Der 40-jährige X. aus Kosovo und seine Frau beschlossen im Sommer 2013, mit ihren vier und 17 Jahre alten Kindern nach München zu gehen und Asyl zu beantragen. Ein Jahr später erhielt die Familie jedoch einen Ablehnungsbescheid.

Im darauffolgenden Winter entschieden sich X. und seine Frau schließlich, in die alte Heimat zurückzukehren. Doch der Neuanfang war schwierig: Vor der Flucht hatte X. als Autowäscher gearbeitet, nach der Rückkehr musste er sich wieder eine Arbeit suchen. Eine finanzielle Starthilfe der Internationalen Organisation für Migration (IOM), die von den Münchner Rückkehrberatern beantragt wurde, war schnell aufgebraucht. Also finanzierte "Coming Home" von München aus die Anschaffung dringend benötigter Haushaltsgeräte.

Bereits 13 Jahre lang lebte ein Iraker in München, er war wegen der brisanten politischen Situation in seiner Heimat nach München geflohen. Sein Asylantrag wurde zwar abgelehnt, allerdings erhielt er aus humanitären Gründen ein vorübergehendes Bleiberecht. Als er 2005 endlich eine Arbeitserlaubnis erhielt, arbeitete er jahrelang im Reinigungsgewerbe und stieg sogar zum Vorarbeiter auf.

▶ Erfasste Daten

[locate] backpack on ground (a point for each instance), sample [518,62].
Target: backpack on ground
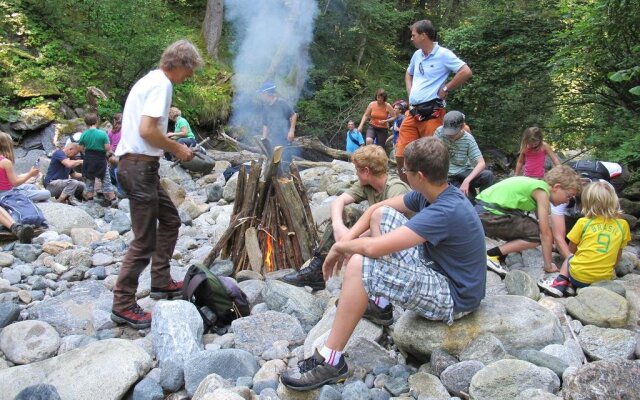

▶ Zu bearbeitende Aufgaben
1. Nenne alle Zahlen, die im Textauszug in Ziffern geschrieben sind.
2. Übersetze den Satz „Sein Asylantrag wurde zwar abgelehnt, allerdings erhielt er aus humanitären Gründen ein vorübergehendes Bleiberecht.“ aus dem Textauszug ins Englische.

▶ Antworten
1. 40, 17, 2013, 13, 2005

2. His application for asylum was rejected, but he was granted a temporary right of residence on humanitarian grounds.